Page text>
++++++++++++++++++++

One key aspect worth noting is that, up until the advent of virtual currencies, one large edge of inflationary over deflationary policies is the fundamental limit to how small your currency can be functionally made for transfer.

The indefinite divisibility of bitcoin completely bypasses this incentivizing increasing monetary velocity as a result.

Bitcoin is not and never will be infinitely* divisible. Amount 0.00000001 BTC is currently the smallest unit. Value is currently expressed by 8byte (64bit) number of this units. This means there is space for 18 446 744 073 709 551 616 units. Considering maximum 21M coins, smallest unit would be ~1.14E-12 BTC. Effectively this means space for adding additional 3 decimal places up to 1E-11 BTC without change of data field.

++++++++++++++++++++

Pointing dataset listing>
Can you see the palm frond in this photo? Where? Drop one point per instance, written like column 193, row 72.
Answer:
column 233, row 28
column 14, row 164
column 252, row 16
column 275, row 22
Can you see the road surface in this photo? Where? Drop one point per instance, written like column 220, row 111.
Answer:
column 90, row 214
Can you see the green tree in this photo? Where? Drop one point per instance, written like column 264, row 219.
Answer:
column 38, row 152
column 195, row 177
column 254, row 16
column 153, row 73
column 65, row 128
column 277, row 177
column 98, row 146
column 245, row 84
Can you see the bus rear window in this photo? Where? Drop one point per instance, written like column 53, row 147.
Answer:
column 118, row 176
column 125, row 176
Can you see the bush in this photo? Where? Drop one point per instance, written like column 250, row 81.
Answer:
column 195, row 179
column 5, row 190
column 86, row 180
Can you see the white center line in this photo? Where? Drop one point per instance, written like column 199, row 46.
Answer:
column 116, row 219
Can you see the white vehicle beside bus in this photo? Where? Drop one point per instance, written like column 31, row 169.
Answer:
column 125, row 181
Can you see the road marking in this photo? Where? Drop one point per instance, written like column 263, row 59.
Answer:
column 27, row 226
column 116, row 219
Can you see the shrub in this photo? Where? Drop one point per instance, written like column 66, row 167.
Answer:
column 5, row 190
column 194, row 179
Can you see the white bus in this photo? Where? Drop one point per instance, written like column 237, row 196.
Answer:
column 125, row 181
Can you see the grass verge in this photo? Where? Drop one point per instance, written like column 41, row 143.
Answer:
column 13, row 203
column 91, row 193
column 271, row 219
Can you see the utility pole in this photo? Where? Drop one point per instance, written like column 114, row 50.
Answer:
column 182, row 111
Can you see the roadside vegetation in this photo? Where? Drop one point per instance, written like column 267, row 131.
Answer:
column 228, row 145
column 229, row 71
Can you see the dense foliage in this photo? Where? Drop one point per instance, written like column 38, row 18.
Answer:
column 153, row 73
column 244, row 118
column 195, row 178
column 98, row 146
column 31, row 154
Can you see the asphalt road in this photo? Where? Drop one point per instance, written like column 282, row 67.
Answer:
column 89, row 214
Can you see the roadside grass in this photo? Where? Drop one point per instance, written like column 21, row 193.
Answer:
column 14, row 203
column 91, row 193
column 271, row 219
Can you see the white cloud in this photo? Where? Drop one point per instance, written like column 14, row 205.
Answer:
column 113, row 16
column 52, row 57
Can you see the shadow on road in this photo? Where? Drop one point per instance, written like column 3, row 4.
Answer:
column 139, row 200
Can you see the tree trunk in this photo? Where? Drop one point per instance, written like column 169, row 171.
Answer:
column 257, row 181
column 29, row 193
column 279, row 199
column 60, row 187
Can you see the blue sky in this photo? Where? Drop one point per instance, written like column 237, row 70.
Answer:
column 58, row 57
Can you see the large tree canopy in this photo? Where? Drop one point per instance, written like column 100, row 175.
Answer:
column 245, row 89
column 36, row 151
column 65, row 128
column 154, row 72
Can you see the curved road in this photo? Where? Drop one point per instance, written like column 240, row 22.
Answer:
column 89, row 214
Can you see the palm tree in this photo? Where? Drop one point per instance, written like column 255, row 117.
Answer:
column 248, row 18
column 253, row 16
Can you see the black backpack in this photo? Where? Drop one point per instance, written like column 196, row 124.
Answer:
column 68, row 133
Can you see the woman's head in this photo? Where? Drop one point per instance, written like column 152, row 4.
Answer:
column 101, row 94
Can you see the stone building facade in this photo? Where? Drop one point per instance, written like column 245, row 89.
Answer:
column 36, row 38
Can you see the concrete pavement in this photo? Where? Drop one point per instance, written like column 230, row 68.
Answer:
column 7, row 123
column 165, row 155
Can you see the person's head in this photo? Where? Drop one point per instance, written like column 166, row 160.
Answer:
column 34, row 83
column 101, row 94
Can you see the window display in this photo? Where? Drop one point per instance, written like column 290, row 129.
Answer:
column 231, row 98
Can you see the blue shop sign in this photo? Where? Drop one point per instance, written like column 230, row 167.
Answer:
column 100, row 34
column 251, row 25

++++++++++++++++++++

Tasks to complete>
A - According to the bitcoin post, what is the smallest unit of bitcoin right now?
B - Copy the listing word for word, from its first line up to and including the line with "column 275, row 22".
This listing has no connection to the bitcoin post.

Responses to the tasks>
A - 0.00000001 BTC

B -
Can you see the palm frond in this photo? Where? Drop one point per instance, written like column 193, row 72.
Answer:
column 233, row 28
column 14, row 164
column 252, row 16
column 275, row 22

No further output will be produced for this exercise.